WHAT YOU HAVE TO DO: Your job is to retype all of the data word for word, leaving every image out.

EXERCISE INPUTS:
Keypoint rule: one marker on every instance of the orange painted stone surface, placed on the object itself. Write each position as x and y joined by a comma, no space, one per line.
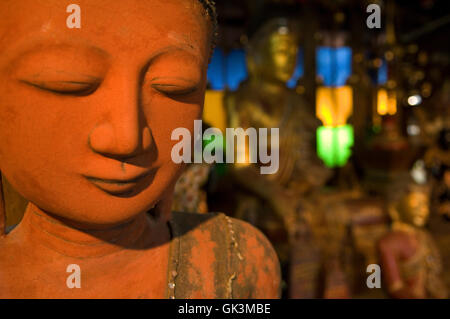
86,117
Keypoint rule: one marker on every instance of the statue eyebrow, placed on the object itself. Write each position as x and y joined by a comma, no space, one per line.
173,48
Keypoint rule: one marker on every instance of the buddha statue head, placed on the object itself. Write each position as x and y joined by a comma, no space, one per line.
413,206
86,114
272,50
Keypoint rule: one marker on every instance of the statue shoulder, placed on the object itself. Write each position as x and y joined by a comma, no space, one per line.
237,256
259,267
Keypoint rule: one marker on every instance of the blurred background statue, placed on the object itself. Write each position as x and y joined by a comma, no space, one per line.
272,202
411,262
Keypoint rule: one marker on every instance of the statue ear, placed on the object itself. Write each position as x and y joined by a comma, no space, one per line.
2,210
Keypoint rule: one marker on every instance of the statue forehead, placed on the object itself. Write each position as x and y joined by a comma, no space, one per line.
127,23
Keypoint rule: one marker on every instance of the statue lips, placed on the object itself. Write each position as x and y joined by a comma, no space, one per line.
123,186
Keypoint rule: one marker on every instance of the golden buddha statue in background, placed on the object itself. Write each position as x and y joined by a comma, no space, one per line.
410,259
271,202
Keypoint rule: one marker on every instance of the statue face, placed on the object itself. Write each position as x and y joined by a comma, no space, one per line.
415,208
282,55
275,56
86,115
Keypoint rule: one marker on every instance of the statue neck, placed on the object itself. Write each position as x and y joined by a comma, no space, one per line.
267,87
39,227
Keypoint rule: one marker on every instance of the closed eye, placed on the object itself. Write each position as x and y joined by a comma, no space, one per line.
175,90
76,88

SOLUTION BELOW:
Keypoint rule: one marker on every instance of the orange painted stone surface, placed on the object itself. Write each position as x and y joined by a comma, no space, one per line.
86,117
Keypoint rule: one marker on every instance of the statue eyebrow, placed on the object itself. Write each position as x and y joined by a comma, no space, one per line.
173,48
Keypoint rule: one marker on every instance of the buddha statue head, placed on the object itself. Write each position as x and y joined by a comma, no space, one per line.
413,206
86,114
272,50
Keypoint rule: one marker on every instance of the statue shoulder, placed on the object itself. Write each position as x and y joined by a comma, no space, one per line.
237,256
259,267
Keypoint rule: one marker on every instance of the blurred background statue, placed on the object itself. Write each position as x and y joined by a comma, no space, one per line.
272,202
411,262
Keypoint rule: one marker on every instance of the statue ear, placed on the object itself. Write each position as x and y joined by a comma, no space, one per line.
2,210
Keypoint rule: one marker on every instance of the statue forehead, placed on the object itself. Write each position as x and y joined by a comma, no space, one per line.
127,23
Keypoint rule: one marker on every instance of the statue lips, placed on the object itself. Write each position as x and y joined by a comma, no space, one per line.
123,186
Keypoint rule: one marker on every instance of the golden buddha statue in background, placed on the object itself. Write each position as x and y joined by a comma, no space, one per line.
410,259
271,202
Keypoint rule: one marker on every instance of the statue face, placed on the object itself. Write each position as x and y joined by a comma, no space, one per line.
415,208
282,55
275,56
86,115
Keypoint rule: one marker on every instance of the statue neck, placed on the object itself. Write each position as x and y joined by a comma, no space, one per line.
267,87
39,227
Keypoint rule: one marker on every instance of the closed eye, placed on the object itself. Write each position as x and y joined by a comma, no space, one per line.
175,90
76,88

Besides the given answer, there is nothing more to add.